-- Begin Records to use --
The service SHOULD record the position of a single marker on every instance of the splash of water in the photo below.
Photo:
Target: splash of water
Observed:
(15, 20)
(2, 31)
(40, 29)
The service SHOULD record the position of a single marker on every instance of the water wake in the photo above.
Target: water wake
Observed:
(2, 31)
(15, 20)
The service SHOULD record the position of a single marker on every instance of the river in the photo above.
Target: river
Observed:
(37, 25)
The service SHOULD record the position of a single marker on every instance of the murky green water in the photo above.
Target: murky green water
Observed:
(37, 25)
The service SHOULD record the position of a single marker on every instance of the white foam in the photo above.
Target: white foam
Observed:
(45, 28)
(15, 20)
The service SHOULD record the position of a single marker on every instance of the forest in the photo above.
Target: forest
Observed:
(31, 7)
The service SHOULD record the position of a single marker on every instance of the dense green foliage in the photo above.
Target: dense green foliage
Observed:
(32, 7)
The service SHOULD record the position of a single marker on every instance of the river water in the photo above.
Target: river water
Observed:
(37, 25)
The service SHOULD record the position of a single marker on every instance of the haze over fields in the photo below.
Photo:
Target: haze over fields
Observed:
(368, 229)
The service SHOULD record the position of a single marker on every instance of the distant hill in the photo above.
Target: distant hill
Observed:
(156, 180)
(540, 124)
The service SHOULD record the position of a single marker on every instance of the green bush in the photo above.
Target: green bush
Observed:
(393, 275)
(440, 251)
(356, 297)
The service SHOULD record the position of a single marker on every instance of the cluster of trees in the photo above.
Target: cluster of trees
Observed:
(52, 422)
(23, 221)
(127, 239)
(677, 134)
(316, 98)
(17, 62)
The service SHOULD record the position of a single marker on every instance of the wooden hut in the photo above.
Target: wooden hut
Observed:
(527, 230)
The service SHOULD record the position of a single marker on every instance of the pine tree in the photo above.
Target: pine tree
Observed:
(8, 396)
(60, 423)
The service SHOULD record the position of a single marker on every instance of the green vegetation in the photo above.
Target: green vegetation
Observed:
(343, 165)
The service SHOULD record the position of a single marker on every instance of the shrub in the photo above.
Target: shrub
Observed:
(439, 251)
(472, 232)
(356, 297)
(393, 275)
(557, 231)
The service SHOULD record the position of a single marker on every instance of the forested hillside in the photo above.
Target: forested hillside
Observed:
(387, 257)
-- End Records to use --
● **Instructions to follow**
Render every one of the records above as a two-column CSV whose header is instruction,points. Give one row per record holding its instruction text and its answer, each as a single quoted field with any line breaks replaced by spaces.

● **Right answer**
instruction,points
"The service SHOULD record the position of a single marker on every instance of the splash of water in the photo below. Photo: Target: splash of water Observed:","(15, 20) (2, 31) (40, 29)"
"The service SHOULD record the position of a single marker on every instance of the water wake in the photo above. Target: water wake Observed:","(2, 31) (15, 20)"
"The service SHOULD record the position of a single marker on every instance of the river in the photo above. Target: river Observed:","(37, 25)"
"The service SHOULD record the position of a single marker on every instance of the murky green water in the photo above. Target: murky green water Observed:","(37, 25)"
"The service SHOULD record the position of a single marker on every instance of the white foam in the photo above. Target: white foam Observed:","(45, 28) (15, 20)"
"The service SHOULD record the position of a single marker on every instance of the forest in the photo above. Target: forest Observed:","(31, 7)"
"The service SHOULD record the position of a single marker on every instance of the dense green foliage in the photo above. Target: dense green foliage Observed:","(32, 7)"
"The service SHOULD record the position of a single marker on every instance of the river water in the photo above. Target: river water Observed:","(37, 25)"
"The service SHOULD record the position of a single marker on every instance of the haze over fields in the photo below. Photo: Target: haze over fields Observed:","(368, 229)"
"The service SHOULD record the position of a single marker on every instance of the distant hill in the photo above. Target: distant hill Observed:","(156, 180) (540, 124)"
"The service SHOULD record the position of a single marker on every instance of the green bush in the photo above. Target: green bush Observed:","(393, 275) (440, 251) (356, 297)"
"The service SHOULD record the position of a single marker on every instance of the cluster of trees in the photo above. Target: cluster of trees Observed:","(52, 422) (23, 221) (127, 239) (677, 134) (316, 98) (17, 62)"
"The service SHOULD record the position of a single marker on every instance of the wooden hut in the photo above. Target: wooden hut Observed:","(527, 230)"
"The service SHOULD record the position of a single marker on every instance of the pine tree in the photo above. Target: pine tree Observed:","(8, 396) (60, 423)"
"The service SHOULD record the position of a single marker on every instance of the green vegetation in the photo above. Target: green vegetation Observed:","(343, 165)"
"The service SHOULD record the position of a single marker on every instance of the shrub in the photo above. Target: shrub Observed:","(439, 251) (472, 232) (356, 297) (393, 275) (557, 231)"
"The service SHOULD record the position of a single marker on every instance of the forested hillside in the photo above. Target: forested hillside Observed:","(387, 257)"